# TASK GOAL:
With all pictures omitted, return verbatim the lines from the beginning of the records below through the line containing "the arched entrance".

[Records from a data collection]
• • • • •

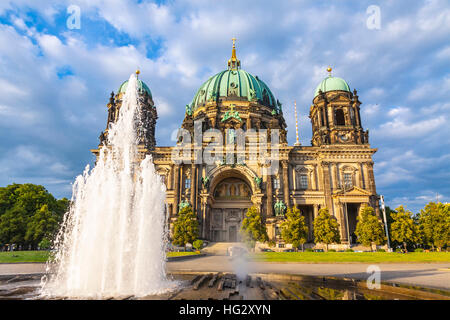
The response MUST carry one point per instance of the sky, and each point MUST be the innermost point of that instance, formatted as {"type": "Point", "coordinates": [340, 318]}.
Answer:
{"type": "Point", "coordinates": [56, 76]}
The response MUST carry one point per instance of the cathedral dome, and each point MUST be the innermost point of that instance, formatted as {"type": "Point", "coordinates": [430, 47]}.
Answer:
{"type": "Point", "coordinates": [142, 87]}
{"type": "Point", "coordinates": [234, 82]}
{"type": "Point", "coordinates": [331, 84]}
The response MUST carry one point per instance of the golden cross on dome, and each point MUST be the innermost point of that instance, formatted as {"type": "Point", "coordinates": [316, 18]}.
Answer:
{"type": "Point", "coordinates": [234, 63]}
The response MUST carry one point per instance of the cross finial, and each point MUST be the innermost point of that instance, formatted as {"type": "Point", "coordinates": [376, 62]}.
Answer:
{"type": "Point", "coordinates": [234, 62]}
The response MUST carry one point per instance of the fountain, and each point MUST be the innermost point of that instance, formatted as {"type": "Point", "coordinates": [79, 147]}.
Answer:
{"type": "Point", "coordinates": [112, 240]}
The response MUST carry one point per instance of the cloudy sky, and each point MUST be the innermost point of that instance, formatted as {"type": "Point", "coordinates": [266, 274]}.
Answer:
{"type": "Point", "coordinates": [55, 81]}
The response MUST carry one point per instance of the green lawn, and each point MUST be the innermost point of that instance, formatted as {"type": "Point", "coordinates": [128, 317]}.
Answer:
{"type": "Point", "coordinates": [42, 256]}
{"type": "Point", "coordinates": [342, 257]}
{"type": "Point", "coordinates": [23, 256]}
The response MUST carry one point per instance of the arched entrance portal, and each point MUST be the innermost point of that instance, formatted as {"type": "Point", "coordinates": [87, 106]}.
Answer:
{"type": "Point", "coordinates": [231, 197]}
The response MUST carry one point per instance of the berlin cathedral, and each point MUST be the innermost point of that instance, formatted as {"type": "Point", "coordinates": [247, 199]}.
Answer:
{"type": "Point", "coordinates": [335, 172]}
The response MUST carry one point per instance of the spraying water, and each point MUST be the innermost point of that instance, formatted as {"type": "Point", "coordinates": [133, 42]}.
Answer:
{"type": "Point", "coordinates": [112, 241]}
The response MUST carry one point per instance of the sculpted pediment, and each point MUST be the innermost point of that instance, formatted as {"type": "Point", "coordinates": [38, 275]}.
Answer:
{"type": "Point", "coordinates": [354, 191]}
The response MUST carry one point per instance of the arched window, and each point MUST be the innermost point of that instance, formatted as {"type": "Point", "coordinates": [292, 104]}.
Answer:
{"type": "Point", "coordinates": [339, 116]}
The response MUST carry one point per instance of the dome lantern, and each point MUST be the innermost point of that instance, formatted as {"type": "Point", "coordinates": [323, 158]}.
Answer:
{"type": "Point", "coordinates": [331, 83]}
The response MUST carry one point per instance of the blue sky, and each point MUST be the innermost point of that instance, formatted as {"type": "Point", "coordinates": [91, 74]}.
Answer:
{"type": "Point", "coordinates": [55, 82]}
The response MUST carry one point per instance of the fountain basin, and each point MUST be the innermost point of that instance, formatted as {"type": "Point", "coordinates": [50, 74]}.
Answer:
{"type": "Point", "coordinates": [255, 286]}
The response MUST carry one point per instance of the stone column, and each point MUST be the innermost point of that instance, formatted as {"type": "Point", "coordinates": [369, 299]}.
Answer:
{"type": "Point", "coordinates": [359, 178]}
{"type": "Point", "coordinates": [284, 164]}
{"type": "Point", "coordinates": [327, 187]}
{"type": "Point", "coordinates": [334, 175]}
{"type": "Point", "coordinates": [316, 210]}
{"type": "Point", "coordinates": [366, 176]}
{"type": "Point", "coordinates": [371, 178]}
{"type": "Point", "coordinates": [269, 194]}
{"type": "Point", "coordinates": [343, 222]}
{"type": "Point", "coordinates": [203, 206]}
{"type": "Point", "coordinates": [314, 178]}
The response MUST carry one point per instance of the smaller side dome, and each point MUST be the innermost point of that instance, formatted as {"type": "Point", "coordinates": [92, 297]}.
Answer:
{"type": "Point", "coordinates": [142, 87]}
{"type": "Point", "coordinates": [332, 84]}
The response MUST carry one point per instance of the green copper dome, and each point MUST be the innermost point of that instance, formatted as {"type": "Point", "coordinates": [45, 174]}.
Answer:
{"type": "Point", "coordinates": [231, 83]}
{"type": "Point", "coordinates": [332, 83]}
{"type": "Point", "coordinates": [141, 87]}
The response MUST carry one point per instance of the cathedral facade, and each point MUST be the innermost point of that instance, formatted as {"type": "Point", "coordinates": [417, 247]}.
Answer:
{"type": "Point", "coordinates": [336, 171]}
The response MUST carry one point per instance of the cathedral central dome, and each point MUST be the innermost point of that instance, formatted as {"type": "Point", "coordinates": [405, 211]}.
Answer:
{"type": "Point", "coordinates": [234, 82]}
{"type": "Point", "coordinates": [142, 87]}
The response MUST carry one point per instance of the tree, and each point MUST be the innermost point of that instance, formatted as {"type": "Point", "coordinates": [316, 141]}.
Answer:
{"type": "Point", "coordinates": [41, 225]}
{"type": "Point", "coordinates": [369, 229]}
{"type": "Point", "coordinates": [403, 228]}
{"type": "Point", "coordinates": [185, 228]}
{"type": "Point", "coordinates": [326, 228]}
{"type": "Point", "coordinates": [13, 226]}
{"type": "Point", "coordinates": [294, 229]}
{"type": "Point", "coordinates": [19, 203]}
{"type": "Point", "coordinates": [45, 244]}
{"type": "Point", "coordinates": [252, 228]}
{"type": "Point", "coordinates": [434, 222]}
{"type": "Point", "coordinates": [197, 244]}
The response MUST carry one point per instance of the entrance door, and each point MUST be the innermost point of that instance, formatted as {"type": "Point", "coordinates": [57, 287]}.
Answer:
{"type": "Point", "coordinates": [232, 236]}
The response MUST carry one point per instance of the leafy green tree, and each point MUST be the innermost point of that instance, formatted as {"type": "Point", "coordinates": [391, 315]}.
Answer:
{"type": "Point", "coordinates": [13, 226]}
{"type": "Point", "coordinates": [45, 244]}
{"type": "Point", "coordinates": [185, 228]}
{"type": "Point", "coordinates": [326, 228]}
{"type": "Point", "coordinates": [369, 229]}
{"type": "Point", "coordinates": [41, 225]}
{"type": "Point", "coordinates": [403, 228]}
{"type": "Point", "coordinates": [197, 244]}
{"type": "Point", "coordinates": [19, 203]}
{"type": "Point", "coordinates": [434, 221]}
{"type": "Point", "coordinates": [294, 229]}
{"type": "Point", "coordinates": [253, 229]}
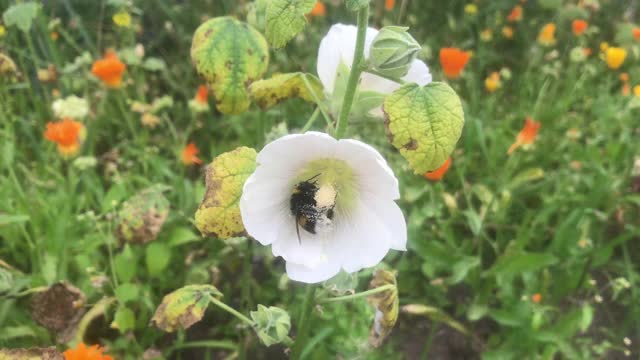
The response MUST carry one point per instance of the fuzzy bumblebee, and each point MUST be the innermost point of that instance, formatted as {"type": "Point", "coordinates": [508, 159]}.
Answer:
{"type": "Point", "coordinates": [313, 206]}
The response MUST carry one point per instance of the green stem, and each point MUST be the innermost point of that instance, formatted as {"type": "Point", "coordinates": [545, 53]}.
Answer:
{"type": "Point", "coordinates": [359, 295]}
{"type": "Point", "coordinates": [311, 120]}
{"type": "Point", "coordinates": [391, 78]}
{"type": "Point", "coordinates": [232, 311]}
{"type": "Point", "coordinates": [354, 76]}
{"type": "Point", "coordinates": [304, 323]}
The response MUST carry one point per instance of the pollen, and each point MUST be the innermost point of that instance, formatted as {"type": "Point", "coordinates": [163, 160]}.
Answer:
{"type": "Point", "coordinates": [326, 196]}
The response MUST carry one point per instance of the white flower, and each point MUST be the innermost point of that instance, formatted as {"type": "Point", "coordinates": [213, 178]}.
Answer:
{"type": "Point", "coordinates": [365, 222]}
{"type": "Point", "coordinates": [338, 46]}
{"type": "Point", "coordinates": [70, 107]}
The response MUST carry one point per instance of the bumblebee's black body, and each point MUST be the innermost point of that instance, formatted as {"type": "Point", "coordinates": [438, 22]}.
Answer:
{"type": "Point", "coordinates": [304, 206]}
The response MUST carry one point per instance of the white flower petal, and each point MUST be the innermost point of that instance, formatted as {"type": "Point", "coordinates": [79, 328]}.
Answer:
{"type": "Point", "coordinates": [373, 172]}
{"type": "Point", "coordinates": [338, 47]}
{"type": "Point", "coordinates": [308, 250]}
{"type": "Point", "coordinates": [278, 155]}
{"type": "Point", "coordinates": [312, 275]}
{"type": "Point", "coordinates": [361, 240]}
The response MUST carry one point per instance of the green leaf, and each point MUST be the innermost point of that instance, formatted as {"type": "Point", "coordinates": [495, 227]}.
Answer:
{"type": "Point", "coordinates": [462, 268]}
{"type": "Point", "coordinates": [124, 320]}
{"type": "Point", "coordinates": [269, 92]}
{"type": "Point", "coordinates": [182, 235]}
{"type": "Point", "coordinates": [512, 264]}
{"type": "Point", "coordinates": [424, 123]}
{"type": "Point", "coordinates": [157, 257]}
{"type": "Point", "coordinates": [355, 5]}
{"type": "Point", "coordinates": [285, 19]}
{"type": "Point", "coordinates": [154, 64]}
{"type": "Point", "coordinates": [125, 264]}
{"type": "Point", "coordinates": [21, 15]}
{"type": "Point", "coordinates": [6, 219]}
{"type": "Point", "coordinates": [184, 307]}
{"type": "Point", "coordinates": [219, 212]}
{"type": "Point", "coordinates": [230, 55]}
{"type": "Point", "coordinates": [126, 292]}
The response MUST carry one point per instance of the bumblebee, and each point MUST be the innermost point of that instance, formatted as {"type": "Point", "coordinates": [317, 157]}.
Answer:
{"type": "Point", "coordinates": [313, 206]}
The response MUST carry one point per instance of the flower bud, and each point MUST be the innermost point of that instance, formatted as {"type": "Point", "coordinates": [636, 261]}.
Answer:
{"type": "Point", "coordinates": [272, 325]}
{"type": "Point", "coordinates": [393, 50]}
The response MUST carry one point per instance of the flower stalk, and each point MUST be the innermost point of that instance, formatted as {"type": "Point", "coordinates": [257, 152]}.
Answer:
{"type": "Point", "coordinates": [358, 295]}
{"type": "Point", "coordinates": [357, 67]}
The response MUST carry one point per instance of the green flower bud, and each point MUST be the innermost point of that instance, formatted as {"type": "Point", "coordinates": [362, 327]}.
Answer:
{"type": "Point", "coordinates": [393, 50]}
{"type": "Point", "coordinates": [272, 325]}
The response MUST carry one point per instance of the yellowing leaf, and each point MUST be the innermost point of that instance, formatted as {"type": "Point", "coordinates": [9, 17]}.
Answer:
{"type": "Point", "coordinates": [269, 92]}
{"type": "Point", "coordinates": [219, 212]}
{"type": "Point", "coordinates": [424, 123]}
{"type": "Point", "coordinates": [230, 55]}
{"type": "Point", "coordinates": [184, 307]}
{"type": "Point", "coordinates": [285, 19]}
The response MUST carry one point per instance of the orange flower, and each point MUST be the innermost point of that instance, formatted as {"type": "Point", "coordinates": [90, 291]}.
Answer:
{"type": "Point", "coordinates": [389, 4]}
{"type": "Point", "coordinates": [526, 136]}
{"type": "Point", "coordinates": [536, 298]}
{"type": "Point", "coordinates": [516, 14]}
{"type": "Point", "coordinates": [438, 173]}
{"type": "Point", "coordinates": [109, 69]}
{"type": "Point", "coordinates": [189, 155]}
{"type": "Point", "coordinates": [68, 134]}
{"type": "Point", "coordinates": [82, 352]}
{"type": "Point", "coordinates": [507, 32]}
{"type": "Point", "coordinates": [453, 61]}
{"type": "Point", "coordinates": [547, 36]}
{"type": "Point", "coordinates": [318, 10]}
{"type": "Point", "coordinates": [203, 94]}
{"type": "Point", "coordinates": [579, 26]}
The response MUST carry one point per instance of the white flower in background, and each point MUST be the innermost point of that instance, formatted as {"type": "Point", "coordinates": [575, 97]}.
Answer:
{"type": "Point", "coordinates": [338, 46]}
{"type": "Point", "coordinates": [323, 205]}
{"type": "Point", "coordinates": [71, 107]}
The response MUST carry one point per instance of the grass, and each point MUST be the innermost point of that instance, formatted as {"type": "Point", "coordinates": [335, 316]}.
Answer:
{"type": "Point", "coordinates": [558, 219]}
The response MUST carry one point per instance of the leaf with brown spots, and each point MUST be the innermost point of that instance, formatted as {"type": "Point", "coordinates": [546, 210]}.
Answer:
{"type": "Point", "coordinates": [184, 307]}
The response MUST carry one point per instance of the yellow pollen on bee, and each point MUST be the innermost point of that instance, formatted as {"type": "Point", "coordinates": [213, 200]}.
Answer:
{"type": "Point", "coordinates": [326, 196]}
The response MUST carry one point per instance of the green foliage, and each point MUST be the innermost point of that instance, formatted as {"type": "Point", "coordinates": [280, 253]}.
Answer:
{"type": "Point", "coordinates": [269, 92]}
{"type": "Point", "coordinates": [21, 15]}
{"type": "Point", "coordinates": [285, 19]}
{"type": "Point", "coordinates": [424, 123]}
{"type": "Point", "coordinates": [219, 212]}
{"type": "Point", "coordinates": [184, 307]}
{"type": "Point", "coordinates": [230, 55]}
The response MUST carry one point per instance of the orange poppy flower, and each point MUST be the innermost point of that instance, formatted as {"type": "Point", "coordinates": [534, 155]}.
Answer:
{"type": "Point", "coordinates": [515, 14]}
{"type": "Point", "coordinates": [579, 26]}
{"type": "Point", "coordinates": [109, 69]}
{"type": "Point", "coordinates": [389, 4]}
{"type": "Point", "coordinates": [536, 298]}
{"type": "Point", "coordinates": [67, 134]}
{"type": "Point", "coordinates": [202, 95]}
{"type": "Point", "coordinates": [526, 136]}
{"type": "Point", "coordinates": [438, 173]}
{"type": "Point", "coordinates": [547, 36]}
{"type": "Point", "coordinates": [189, 155]}
{"type": "Point", "coordinates": [318, 10]}
{"type": "Point", "coordinates": [453, 61]}
{"type": "Point", "coordinates": [83, 352]}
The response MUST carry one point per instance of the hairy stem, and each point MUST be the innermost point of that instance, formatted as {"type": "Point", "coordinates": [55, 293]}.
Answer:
{"type": "Point", "coordinates": [356, 70]}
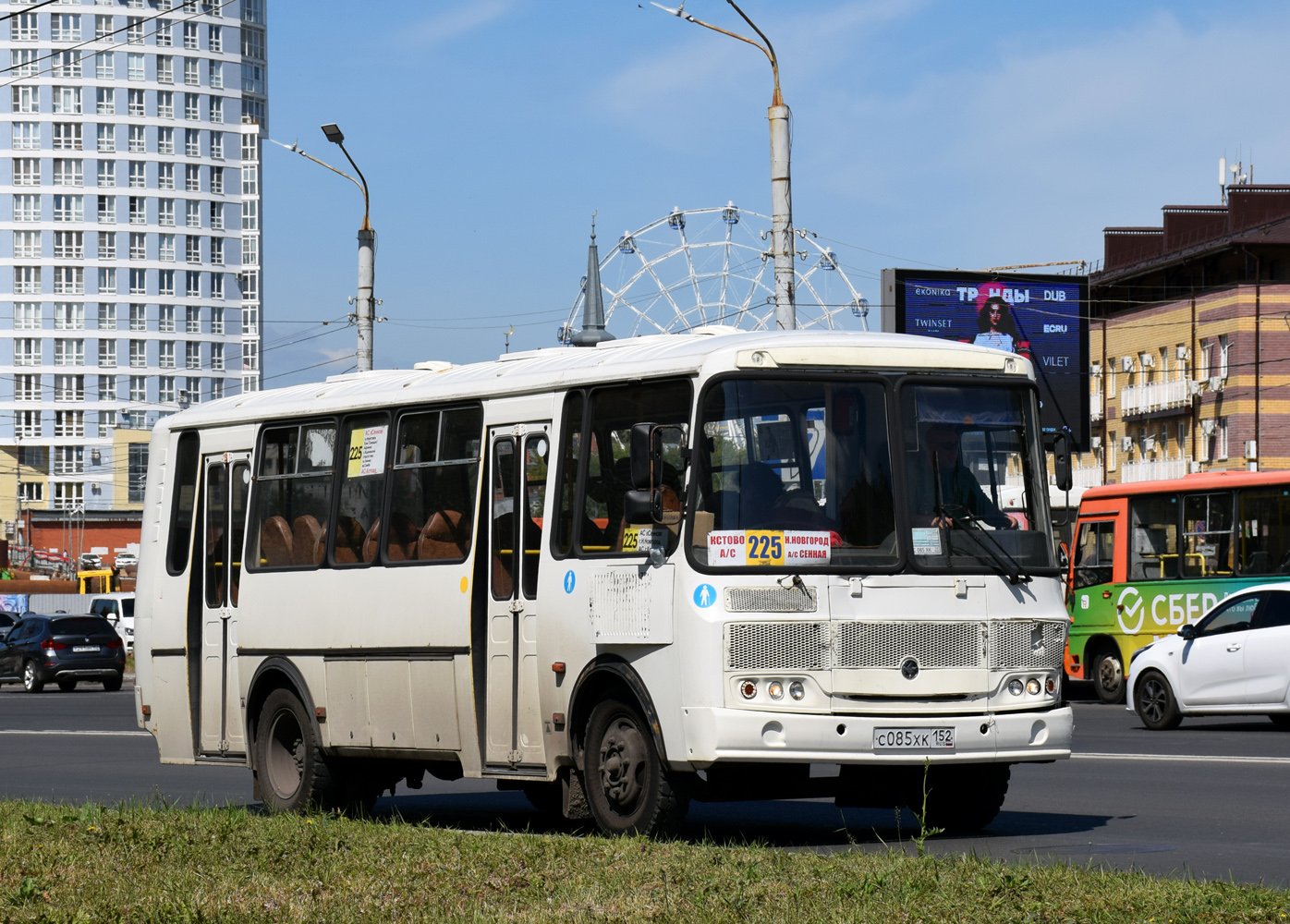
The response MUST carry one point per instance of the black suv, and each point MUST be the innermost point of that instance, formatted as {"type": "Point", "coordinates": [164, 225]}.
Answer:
{"type": "Point", "coordinates": [64, 650]}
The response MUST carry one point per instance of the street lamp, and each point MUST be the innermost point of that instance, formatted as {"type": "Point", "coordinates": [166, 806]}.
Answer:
{"type": "Point", "coordinates": [364, 309]}
{"type": "Point", "coordinates": [781, 194]}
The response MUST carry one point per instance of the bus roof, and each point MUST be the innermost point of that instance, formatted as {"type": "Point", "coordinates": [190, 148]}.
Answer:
{"type": "Point", "coordinates": [1209, 480]}
{"type": "Point", "coordinates": [615, 360]}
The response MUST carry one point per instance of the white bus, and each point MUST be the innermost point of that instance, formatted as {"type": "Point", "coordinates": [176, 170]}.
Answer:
{"type": "Point", "coordinates": [615, 578]}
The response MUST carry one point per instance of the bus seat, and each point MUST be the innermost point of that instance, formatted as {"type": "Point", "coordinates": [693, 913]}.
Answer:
{"type": "Point", "coordinates": [440, 537]}
{"type": "Point", "coordinates": [307, 541]}
{"type": "Point", "coordinates": [275, 542]}
{"type": "Point", "coordinates": [404, 533]}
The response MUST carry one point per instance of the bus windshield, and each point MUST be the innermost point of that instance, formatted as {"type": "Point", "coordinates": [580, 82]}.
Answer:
{"type": "Point", "coordinates": [976, 483]}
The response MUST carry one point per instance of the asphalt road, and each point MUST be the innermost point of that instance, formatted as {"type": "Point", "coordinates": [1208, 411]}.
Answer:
{"type": "Point", "coordinates": [1208, 800]}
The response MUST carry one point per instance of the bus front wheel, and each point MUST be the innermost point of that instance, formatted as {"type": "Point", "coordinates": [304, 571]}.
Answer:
{"type": "Point", "coordinates": [1108, 676]}
{"type": "Point", "coordinates": [289, 765]}
{"type": "Point", "coordinates": [628, 790]}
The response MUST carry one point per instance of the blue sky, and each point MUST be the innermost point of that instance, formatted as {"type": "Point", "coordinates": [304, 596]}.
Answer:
{"type": "Point", "coordinates": [942, 133]}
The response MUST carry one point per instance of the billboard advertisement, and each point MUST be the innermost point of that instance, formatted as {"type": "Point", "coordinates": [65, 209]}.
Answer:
{"type": "Point", "coordinates": [1039, 318]}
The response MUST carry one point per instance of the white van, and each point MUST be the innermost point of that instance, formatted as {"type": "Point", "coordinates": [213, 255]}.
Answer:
{"type": "Point", "coordinates": [117, 609]}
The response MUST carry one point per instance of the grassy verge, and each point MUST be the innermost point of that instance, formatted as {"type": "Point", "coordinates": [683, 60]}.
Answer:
{"type": "Point", "coordinates": [137, 864]}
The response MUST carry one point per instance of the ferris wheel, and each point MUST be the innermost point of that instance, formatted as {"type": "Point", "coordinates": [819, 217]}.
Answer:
{"type": "Point", "coordinates": [713, 266]}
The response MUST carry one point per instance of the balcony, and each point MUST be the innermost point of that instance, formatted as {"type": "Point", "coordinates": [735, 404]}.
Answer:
{"type": "Point", "coordinates": [1157, 470]}
{"type": "Point", "coordinates": [1143, 399]}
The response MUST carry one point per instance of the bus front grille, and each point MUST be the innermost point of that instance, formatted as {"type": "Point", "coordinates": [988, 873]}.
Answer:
{"type": "Point", "coordinates": [777, 646]}
{"type": "Point", "coordinates": [890, 644]}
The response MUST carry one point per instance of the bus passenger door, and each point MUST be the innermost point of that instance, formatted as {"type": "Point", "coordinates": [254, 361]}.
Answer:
{"type": "Point", "coordinates": [225, 485]}
{"type": "Point", "coordinates": [517, 481]}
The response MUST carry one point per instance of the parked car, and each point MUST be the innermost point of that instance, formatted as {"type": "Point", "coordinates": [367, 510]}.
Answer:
{"type": "Point", "coordinates": [1234, 661]}
{"type": "Point", "coordinates": [64, 650]}
{"type": "Point", "coordinates": [117, 609]}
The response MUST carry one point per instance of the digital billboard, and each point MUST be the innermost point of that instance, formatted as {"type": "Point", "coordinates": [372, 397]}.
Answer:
{"type": "Point", "coordinates": [1039, 318]}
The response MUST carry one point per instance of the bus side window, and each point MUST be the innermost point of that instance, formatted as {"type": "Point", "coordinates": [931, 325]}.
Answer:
{"type": "Point", "coordinates": [362, 483]}
{"type": "Point", "coordinates": [1153, 529]}
{"type": "Point", "coordinates": [293, 497]}
{"type": "Point", "coordinates": [433, 485]}
{"type": "Point", "coordinates": [182, 505]}
{"type": "Point", "coordinates": [1094, 553]}
{"type": "Point", "coordinates": [1264, 530]}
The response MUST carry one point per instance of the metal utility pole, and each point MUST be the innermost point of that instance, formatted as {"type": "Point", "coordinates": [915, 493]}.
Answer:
{"type": "Point", "coordinates": [365, 306]}
{"type": "Point", "coordinates": [781, 191]}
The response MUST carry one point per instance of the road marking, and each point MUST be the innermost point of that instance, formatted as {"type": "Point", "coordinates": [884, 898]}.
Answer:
{"type": "Point", "coordinates": [1182, 758]}
{"type": "Point", "coordinates": [58, 731]}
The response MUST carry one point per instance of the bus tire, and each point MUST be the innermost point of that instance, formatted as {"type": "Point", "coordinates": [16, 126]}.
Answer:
{"type": "Point", "coordinates": [1108, 675]}
{"type": "Point", "coordinates": [290, 771]}
{"type": "Point", "coordinates": [960, 797]}
{"type": "Point", "coordinates": [628, 790]}
{"type": "Point", "coordinates": [1155, 703]}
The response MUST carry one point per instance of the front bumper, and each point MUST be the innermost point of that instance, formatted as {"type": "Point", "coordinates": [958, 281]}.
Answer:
{"type": "Point", "coordinates": [713, 733]}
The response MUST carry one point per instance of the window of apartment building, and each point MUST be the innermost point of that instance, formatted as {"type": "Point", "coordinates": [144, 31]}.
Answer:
{"type": "Point", "coordinates": [106, 352]}
{"type": "Point", "coordinates": [26, 244]}
{"type": "Point", "coordinates": [68, 316]}
{"type": "Point", "coordinates": [68, 244]}
{"type": "Point", "coordinates": [68, 172]}
{"type": "Point", "coordinates": [26, 280]}
{"type": "Point", "coordinates": [67, 136]}
{"type": "Point", "coordinates": [26, 316]}
{"type": "Point", "coordinates": [68, 351]}
{"type": "Point", "coordinates": [26, 389]}
{"type": "Point", "coordinates": [26, 136]}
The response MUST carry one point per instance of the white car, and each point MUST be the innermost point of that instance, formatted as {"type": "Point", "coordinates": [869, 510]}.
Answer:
{"type": "Point", "coordinates": [1235, 661]}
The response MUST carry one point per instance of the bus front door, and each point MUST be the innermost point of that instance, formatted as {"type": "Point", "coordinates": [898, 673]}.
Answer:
{"type": "Point", "coordinates": [225, 485]}
{"type": "Point", "coordinates": [517, 481]}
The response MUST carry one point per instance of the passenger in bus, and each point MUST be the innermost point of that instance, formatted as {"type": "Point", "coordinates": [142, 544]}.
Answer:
{"type": "Point", "coordinates": [958, 491]}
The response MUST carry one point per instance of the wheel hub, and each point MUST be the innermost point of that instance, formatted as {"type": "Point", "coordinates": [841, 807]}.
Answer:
{"type": "Point", "coordinates": [622, 763]}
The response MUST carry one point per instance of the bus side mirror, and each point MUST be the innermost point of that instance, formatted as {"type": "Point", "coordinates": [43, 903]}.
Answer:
{"type": "Point", "coordinates": [1062, 461]}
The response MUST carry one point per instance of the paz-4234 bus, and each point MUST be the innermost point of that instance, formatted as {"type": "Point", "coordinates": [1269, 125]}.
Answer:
{"type": "Point", "coordinates": [1150, 556]}
{"type": "Point", "coordinates": [616, 578]}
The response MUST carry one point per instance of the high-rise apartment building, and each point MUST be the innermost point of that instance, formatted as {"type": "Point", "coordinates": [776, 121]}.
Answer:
{"type": "Point", "coordinates": [129, 237]}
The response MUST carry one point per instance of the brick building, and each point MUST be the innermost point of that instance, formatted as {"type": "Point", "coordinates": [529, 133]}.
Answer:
{"type": "Point", "coordinates": [1189, 342]}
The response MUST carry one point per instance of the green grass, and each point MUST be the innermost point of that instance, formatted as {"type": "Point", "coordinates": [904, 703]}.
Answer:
{"type": "Point", "coordinates": [133, 864]}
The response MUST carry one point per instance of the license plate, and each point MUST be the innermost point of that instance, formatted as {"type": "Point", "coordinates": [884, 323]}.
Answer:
{"type": "Point", "coordinates": [914, 738]}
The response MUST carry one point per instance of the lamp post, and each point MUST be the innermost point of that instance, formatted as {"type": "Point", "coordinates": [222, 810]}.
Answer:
{"type": "Point", "coordinates": [781, 192]}
{"type": "Point", "coordinates": [364, 309]}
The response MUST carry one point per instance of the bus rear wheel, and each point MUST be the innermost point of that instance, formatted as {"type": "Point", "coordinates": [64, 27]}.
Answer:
{"type": "Point", "coordinates": [628, 790]}
{"type": "Point", "coordinates": [1108, 676]}
{"type": "Point", "coordinates": [289, 765]}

• • • • •

# SOLUTION TO THIS TASK:
The response MUST carry one point per instance of the sky, and each point MUST be the innermost point of that instance, formatted as {"type": "Point", "coordinates": [340, 318]}.
Answer:
{"type": "Point", "coordinates": [56, 76]}
The response MUST carry one point per instance of the cathedral dome, and each point MUST be the innermost point of that instance, formatted as {"type": "Point", "coordinates": [430, 47]}.
Answer:
{"type": "Point", "coordinates": [142, 87]}
{"type": "Point", "coordinates": [234, 82]}
{"type": "Point", "coordinates": [331, 84]}
The response MUST carry one point per instance of the golden cross on dome, and each point MUST be the innermost point of that instance, formatted as {"type": "Point", "coordinates": [316, 18]}.
Answer:
{"type": "Point", "coordinates": [234, 63]}
The response MUST carry one point per instance of the cross finial, and each point MUST be the innermost point of that instance, formatted as {"type": "Point", "coordinates": [376, 62]}.
Answer:
{"type": "Point", "coordinates": [234, 62]}
The response MUST carry one point per instance of the fountain, and each point MUST be the innermost point of that instance, formatted as {"type": "Point", "coordinates": [79, 147]}.
Answer:
{"type": "Point", "coordinates": [112, 240]}
The response MUST carry one point per instance of the cloudy sky, and each point MUST be the innermost point of that instance, formatted as {"type": "Point", "coordinates": [266, 274]}.
Answer:
{"type": "Point", "coordinates": [55, 81]}
The response MUST carry one point per instance of the green lawn, and each point MUST be the innermost point of that instance, formatted as {"type": "Point", "coordinates": [128, 317]}.
Answer:
{"type": "Point", "coordinates": [42, 256]}
{"type": "Point", "coordinates": [342, 257]}
{"type": "Point", "coordinates": [23, 256]}
The response MUST carry one point per instance of the arched entrance portal, and each point MUST be the innermost point of that instance, formatted as {"type": "Point", "coordinates": [87, 106]}.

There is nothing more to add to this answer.